/---
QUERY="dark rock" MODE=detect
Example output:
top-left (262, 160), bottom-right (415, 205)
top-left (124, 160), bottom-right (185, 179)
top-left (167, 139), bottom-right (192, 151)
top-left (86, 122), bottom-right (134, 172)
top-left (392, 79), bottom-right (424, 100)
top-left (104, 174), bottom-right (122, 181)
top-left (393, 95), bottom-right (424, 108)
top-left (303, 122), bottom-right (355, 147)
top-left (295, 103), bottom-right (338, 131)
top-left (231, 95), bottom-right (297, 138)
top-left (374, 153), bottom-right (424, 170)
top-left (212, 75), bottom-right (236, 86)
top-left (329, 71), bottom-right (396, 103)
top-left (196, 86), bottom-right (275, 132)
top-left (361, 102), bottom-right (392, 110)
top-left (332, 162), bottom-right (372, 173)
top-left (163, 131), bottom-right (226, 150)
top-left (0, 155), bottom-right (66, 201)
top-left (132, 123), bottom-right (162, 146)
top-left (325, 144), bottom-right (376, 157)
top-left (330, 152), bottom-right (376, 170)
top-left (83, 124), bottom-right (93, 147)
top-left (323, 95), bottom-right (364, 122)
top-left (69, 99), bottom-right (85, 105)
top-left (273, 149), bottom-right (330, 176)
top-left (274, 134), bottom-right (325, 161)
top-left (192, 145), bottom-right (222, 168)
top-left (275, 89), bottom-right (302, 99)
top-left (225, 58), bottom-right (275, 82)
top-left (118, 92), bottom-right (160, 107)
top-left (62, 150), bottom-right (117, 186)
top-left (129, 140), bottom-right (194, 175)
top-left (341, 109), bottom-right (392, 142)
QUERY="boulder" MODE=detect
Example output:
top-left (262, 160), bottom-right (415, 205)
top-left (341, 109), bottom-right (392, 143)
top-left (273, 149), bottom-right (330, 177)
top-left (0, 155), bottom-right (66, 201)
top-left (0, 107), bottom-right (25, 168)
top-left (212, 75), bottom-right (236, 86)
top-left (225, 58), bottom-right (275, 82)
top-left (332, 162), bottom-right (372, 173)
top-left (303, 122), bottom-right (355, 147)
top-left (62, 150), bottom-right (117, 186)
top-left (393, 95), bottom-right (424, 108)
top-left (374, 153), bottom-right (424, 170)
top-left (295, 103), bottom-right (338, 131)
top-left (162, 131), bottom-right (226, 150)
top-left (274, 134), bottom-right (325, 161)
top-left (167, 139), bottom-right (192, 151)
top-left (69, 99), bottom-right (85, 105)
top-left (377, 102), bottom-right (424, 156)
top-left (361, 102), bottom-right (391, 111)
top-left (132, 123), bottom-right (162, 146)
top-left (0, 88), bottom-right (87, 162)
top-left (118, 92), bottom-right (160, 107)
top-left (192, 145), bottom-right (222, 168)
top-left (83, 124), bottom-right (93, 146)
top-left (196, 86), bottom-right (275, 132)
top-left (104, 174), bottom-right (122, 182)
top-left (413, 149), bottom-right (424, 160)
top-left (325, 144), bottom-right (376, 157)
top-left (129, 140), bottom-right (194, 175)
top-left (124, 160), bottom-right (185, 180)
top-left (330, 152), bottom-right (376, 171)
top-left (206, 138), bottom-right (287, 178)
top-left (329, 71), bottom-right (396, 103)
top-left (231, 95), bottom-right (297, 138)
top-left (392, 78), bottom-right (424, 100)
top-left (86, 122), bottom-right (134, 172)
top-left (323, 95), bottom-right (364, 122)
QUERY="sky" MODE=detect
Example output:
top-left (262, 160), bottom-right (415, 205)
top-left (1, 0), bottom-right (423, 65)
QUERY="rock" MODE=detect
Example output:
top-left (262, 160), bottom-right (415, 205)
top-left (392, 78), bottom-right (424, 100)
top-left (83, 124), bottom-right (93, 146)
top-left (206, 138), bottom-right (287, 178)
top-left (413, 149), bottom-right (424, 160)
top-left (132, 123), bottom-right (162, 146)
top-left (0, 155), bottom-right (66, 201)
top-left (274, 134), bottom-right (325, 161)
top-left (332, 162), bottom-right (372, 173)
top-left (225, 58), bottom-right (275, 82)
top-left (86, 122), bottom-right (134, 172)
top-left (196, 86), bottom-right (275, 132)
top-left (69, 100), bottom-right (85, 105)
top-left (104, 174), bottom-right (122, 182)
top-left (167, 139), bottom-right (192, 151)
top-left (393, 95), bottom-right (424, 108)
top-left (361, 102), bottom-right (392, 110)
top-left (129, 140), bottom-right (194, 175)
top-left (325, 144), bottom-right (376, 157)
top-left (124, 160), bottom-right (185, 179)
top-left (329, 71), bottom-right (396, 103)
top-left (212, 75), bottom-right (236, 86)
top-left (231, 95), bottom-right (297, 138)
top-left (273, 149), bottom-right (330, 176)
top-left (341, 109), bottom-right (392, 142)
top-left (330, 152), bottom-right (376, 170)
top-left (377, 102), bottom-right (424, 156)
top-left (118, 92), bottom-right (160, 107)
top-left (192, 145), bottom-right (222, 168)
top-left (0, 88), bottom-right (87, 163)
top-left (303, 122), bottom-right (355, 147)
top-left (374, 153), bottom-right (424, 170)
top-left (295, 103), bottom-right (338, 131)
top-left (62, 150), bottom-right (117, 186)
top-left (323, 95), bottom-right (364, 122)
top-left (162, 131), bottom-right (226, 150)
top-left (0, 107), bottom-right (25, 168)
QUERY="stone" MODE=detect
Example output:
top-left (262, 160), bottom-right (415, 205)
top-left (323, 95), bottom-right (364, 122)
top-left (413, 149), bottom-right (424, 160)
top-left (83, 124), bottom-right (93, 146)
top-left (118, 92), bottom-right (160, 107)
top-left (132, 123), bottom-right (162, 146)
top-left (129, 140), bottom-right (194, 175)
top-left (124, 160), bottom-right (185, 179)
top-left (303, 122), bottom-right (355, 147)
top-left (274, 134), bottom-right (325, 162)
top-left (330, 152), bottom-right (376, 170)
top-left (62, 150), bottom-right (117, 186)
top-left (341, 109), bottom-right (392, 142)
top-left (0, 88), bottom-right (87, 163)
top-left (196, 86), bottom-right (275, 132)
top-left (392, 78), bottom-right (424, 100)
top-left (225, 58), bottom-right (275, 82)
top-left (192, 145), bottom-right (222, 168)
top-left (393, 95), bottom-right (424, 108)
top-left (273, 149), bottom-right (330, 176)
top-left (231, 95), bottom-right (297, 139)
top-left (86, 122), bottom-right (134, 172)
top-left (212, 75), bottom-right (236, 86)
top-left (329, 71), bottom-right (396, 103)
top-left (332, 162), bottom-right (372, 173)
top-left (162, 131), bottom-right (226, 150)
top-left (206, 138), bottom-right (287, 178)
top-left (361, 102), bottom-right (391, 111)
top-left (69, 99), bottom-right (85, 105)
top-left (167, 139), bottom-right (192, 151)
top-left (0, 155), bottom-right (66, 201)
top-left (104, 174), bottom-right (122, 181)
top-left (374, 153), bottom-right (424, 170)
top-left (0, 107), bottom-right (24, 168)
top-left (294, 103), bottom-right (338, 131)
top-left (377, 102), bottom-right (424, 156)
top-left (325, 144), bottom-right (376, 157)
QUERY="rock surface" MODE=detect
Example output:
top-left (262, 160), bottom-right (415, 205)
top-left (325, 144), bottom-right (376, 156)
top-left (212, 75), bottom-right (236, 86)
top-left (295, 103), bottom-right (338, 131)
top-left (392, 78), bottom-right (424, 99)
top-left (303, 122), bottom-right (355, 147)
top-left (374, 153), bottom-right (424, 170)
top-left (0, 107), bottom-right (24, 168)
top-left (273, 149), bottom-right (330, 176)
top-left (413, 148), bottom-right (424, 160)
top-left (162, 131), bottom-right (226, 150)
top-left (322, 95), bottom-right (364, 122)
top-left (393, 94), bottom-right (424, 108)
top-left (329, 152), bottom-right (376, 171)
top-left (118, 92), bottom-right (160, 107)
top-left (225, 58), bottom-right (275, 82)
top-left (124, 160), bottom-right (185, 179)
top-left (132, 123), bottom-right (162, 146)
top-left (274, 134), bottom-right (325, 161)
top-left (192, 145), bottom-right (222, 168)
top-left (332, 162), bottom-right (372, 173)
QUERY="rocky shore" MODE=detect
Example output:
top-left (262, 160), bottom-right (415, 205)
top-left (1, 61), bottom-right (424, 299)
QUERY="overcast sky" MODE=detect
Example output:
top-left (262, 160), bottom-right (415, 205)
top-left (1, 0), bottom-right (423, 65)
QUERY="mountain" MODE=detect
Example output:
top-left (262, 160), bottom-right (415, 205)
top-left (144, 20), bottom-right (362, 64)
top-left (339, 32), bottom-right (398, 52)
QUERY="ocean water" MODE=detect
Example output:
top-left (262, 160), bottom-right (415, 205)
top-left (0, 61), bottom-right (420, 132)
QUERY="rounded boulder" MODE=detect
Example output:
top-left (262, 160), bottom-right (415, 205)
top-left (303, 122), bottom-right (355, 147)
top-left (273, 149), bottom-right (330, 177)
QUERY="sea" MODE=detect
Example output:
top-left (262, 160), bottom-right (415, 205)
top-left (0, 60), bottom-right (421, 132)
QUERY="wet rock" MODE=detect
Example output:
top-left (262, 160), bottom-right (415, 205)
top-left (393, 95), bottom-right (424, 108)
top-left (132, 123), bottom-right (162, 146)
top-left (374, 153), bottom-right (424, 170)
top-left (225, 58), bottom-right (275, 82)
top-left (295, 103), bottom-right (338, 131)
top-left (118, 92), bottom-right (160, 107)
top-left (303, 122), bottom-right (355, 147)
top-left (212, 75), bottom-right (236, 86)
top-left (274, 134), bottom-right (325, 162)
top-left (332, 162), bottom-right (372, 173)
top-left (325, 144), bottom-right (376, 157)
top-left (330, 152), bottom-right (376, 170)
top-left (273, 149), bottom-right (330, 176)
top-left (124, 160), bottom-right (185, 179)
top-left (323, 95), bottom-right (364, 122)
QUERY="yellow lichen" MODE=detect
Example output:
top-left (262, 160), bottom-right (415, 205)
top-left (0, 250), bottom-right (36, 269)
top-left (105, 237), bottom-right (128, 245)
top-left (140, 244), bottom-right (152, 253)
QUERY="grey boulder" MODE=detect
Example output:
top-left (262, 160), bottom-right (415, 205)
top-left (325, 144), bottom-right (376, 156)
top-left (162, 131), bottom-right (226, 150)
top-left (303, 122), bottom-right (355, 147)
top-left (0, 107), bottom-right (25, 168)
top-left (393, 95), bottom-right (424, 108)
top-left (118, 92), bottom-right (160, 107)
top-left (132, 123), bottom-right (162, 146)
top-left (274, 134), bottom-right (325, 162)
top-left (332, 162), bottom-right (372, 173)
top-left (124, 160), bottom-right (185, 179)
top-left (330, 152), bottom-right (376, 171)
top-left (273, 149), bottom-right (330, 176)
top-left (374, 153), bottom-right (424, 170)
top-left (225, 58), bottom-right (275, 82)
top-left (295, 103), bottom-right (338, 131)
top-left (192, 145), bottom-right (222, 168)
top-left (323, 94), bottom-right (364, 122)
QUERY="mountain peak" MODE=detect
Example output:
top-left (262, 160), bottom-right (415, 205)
\---
ABOUT THIS TASK
Using the entries above, copy out all lines that contain the string "mountain".

SOLUTION TO THE PROBLEM
QUERY="mountain" MODE=detect
QUERY="mountain peak" MODE=detect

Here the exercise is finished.